The input
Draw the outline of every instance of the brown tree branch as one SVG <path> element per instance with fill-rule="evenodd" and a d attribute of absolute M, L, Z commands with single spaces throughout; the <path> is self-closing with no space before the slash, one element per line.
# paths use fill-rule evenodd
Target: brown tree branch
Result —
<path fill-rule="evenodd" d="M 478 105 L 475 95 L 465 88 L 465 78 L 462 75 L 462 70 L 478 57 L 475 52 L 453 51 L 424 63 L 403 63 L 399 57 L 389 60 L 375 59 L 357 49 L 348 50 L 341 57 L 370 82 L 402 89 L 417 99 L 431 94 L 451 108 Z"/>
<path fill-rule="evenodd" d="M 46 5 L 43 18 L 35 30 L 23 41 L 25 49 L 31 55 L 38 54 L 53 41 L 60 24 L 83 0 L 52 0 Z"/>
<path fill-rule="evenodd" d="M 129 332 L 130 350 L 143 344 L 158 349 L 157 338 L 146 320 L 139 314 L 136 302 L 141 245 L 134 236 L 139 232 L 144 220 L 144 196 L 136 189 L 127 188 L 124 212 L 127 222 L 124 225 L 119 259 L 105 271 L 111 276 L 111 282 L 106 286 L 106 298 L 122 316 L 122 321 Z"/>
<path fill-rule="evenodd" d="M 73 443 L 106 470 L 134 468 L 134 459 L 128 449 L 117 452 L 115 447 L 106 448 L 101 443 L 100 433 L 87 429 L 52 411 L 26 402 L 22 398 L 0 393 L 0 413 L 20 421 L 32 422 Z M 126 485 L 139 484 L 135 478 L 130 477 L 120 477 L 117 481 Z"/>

Aim
Copy every line of the records above, requests included, and offset each coordinate in the answer paths by adding 30 to it.

Exercise response
Draw the outline of every instance of the brown tree branch as one SVG <path> element per instance with fill-rule="evenodd" and a d attribute of absolute M, L, Z commands with single spaces throughout; the <path> is self-closing with no space before the slash, one element per line.
# paths use fill-rule evenodd
Target: brown tree branch
Result —
<path fill-rule="evenodd" d="M 508 135 L 505 125 L 495 118 L 495 108 L 492 105 L 492 100 L 508 87 L 505 82 L 483 81 L 454 93 L 433 93 L 429 87 L 419 90 L 405 89 L 387 79 L 378 80 L 371 87 L 400 112 L 432 119 L 447 129 L 461 124 L 481 138 Z"/>
<path fill-rule="evenodd" d="M 76 35 L 73 48 L 65 60 L 53 71 L 55 79 L 61 85 L 68 84 L 83 71 L 90 54 L 113 30 L 82 30 Z"/>
<path fill-rule="evenodd" d="M 159 362 L 160 380 L 173 374 L 188 379 L 187 368 L 176 350 L 169 344 L 166 332 L 171 275 L 164 266 L 169 262 L 174 250 L 174 226 L 166 219 L 157 218 L 154 242 L 157 252 L 154 255 L 149 289 L 135 301 L 141 306 L 141 312 L 136 316 L 136 328 L 152 346 L 152 351 Z"/>
<path fill-rule="evenodd" d="M 103 473 L 136 500 L 164 498 L 164 489 L 158 479 L 147 482 L 145 477 L 136 478 L 131 473 L 130 463 L 117 459 L 82 441 L 56 432 L 52 428 L 30 423 L 30 443 L 50 451 L 62 452 Z M 156 515 L 169 514 L 165 508 L 160 507 L 150 507 L 147 511 Z"/>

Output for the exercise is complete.